++++ SUPPLIED TEXT ++++

Plus, people have had the opportunity to file a 2020 tax return now. Some who don't normally file had more of an incentive to do so this year in order to claim a stimulus payment they initially missed out on. About 2 million people received the payment after filing a 2020 return, according to the IRS.
A survey of a group of 500 low-income households in Washington, DC, found that 40% did not initially receive their stimulus payments. Now that number is down to 18%.
Who's eligible for the child tax credit?
The temporary benefit will be sent to the households of more than 65 million children, or about 88% of the children in the United States.
Eligible parents will receive $3,600 for each child under 6 and $3,000 for each child under age 18. Until now, the credit was up to only $2,000 per child under age 17. At least half of the amount will go out in monthly payments starting this summer and the remainder will be lumped in with next year's tax refund.
The enhanced portion of the credit will be available for single parents with annual incomes up to $75,000 and joint filers making up to $150,000 a year.

++++ EXTRACTED INFORMATION ++++

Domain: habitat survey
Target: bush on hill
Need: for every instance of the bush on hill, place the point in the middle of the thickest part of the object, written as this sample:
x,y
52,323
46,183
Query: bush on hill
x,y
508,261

++++

— ACTIVITY 1 —
Reproduce a passage from the tax credit text word for word, starting at the words "Plus, people have" and ending after the words "the United States.".
— ACTIVITY 2 —
Answer these questions from the tax credit text:
(a) How many people, according to the IRS, received the stimulus payment after filing a 2020 return?
(b) In the survey of low-income households in Washington, DC, what share now has not received its stimulus payment?
(c) Up to what annual income can joint filers get the enhanced portion of the credit?

— WORKED SOLUTION 1 —
Plus, people have had the opportunity to file a 2020 tax return now. Some who don't normally file had more of an incentive to do so this year in order to claim a stimulus payment they initially missed out on. About 2 million people received the payment after filing a 2020 return, according to the IRS.
A survey of a group of 500 low-income households in Washington, DC, found that 40% did not initially receive their stimulus payments. Now that number is down to 18%.
Who's eligible for the child tax credit?
The temporary benefit will be sent to the households of more than 65 million children, or about 88% of the children in the United States.

— WORKED SOLUTION 2 —
(a) About 2 million people
(b) 18%
(c) Up to $150,000 a year